Below are entries; output exactly the lines from the one with "Segment black handlebar" to the one with "Segment coat sleeve from the image above.", both included, and nothing else.

◇ ◇ ◇ ◇ ◇ ◇ ◇

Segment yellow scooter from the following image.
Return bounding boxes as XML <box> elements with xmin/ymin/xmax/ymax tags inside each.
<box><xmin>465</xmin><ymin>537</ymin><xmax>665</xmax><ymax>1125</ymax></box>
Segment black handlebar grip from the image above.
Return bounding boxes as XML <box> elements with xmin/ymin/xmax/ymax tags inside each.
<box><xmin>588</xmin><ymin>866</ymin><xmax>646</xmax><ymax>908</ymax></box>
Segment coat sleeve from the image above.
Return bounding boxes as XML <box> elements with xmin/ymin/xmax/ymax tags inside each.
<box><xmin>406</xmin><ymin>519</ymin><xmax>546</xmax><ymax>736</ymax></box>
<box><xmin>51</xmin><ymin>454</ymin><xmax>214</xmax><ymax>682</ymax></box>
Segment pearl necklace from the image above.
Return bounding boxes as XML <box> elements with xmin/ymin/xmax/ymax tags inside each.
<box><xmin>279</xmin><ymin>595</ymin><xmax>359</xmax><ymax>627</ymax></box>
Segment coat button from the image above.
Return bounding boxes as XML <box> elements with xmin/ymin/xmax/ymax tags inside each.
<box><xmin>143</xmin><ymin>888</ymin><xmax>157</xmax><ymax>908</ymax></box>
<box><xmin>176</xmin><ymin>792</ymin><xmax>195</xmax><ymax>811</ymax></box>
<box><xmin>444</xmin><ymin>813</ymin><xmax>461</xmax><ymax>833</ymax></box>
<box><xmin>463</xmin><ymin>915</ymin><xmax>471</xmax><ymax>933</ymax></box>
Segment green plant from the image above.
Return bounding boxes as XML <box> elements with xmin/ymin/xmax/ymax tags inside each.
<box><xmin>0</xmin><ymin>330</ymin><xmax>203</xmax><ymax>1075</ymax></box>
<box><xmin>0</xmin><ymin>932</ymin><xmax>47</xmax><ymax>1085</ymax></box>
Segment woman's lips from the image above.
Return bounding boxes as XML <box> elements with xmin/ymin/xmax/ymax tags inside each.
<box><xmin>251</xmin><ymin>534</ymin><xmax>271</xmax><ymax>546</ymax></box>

◇ ◇ ◇ ◇ ◇ ◇ ◇

(EXERCISE RESULT)
Segment black handlebar grip from the image above.
Return bounding boxes as XML <box> elements with xmin/ymin/xmax/ymax tags inside each.
<box><xmin>588</xmin><ymin>866</ymin><xmax>646</xmax><ymax>908</ymax></box>
Segment coat sleeve from the image above.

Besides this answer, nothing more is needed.